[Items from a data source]
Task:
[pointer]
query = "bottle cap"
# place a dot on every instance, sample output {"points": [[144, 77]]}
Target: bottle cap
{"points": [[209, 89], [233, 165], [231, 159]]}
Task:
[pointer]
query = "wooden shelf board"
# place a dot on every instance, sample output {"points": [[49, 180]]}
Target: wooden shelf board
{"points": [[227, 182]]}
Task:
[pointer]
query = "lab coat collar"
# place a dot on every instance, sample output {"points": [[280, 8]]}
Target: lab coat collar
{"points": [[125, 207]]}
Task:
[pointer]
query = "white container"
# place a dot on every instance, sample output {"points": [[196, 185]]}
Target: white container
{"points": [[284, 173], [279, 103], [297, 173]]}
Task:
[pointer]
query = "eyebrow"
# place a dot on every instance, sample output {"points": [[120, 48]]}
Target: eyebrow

- **Required task**:
Copy every line of the items above word for word, without changing anything.

- **Task answer**:
Task:
[pointer]
query = "bottle cap"
# place a dot on every instance, sample output {"points": [[144, 77]]}
Target: bottle cap
{"points": [[209, 89], [233, 165], [231, 159]]}
Task:
[pointer]
query = "wooden shelf board"
# place a dot on every instance, sample output {"points": [[49, 180]]}
Target: wooden shelf board
{"points": [[227, 182]]}
Task:
[pointer]
query = "lab coat collar"
# place a dot on every instance, sample output {"points": [[280, 8]]}
Target: lab coat collar
{"points": [[125, 207]]}
Task:
[pointer]
query = "white container"
# place a dot on every instance, sample output {"points": [[196, 185]]}
Target: white container
{"points": [[284, 173], [279, 103], [297, 173]]}
Task:
[pointer]
query = "eyebrow"
# place a dot on every instance, sample output {"points": [[120, 48]]}
Target: eyebrow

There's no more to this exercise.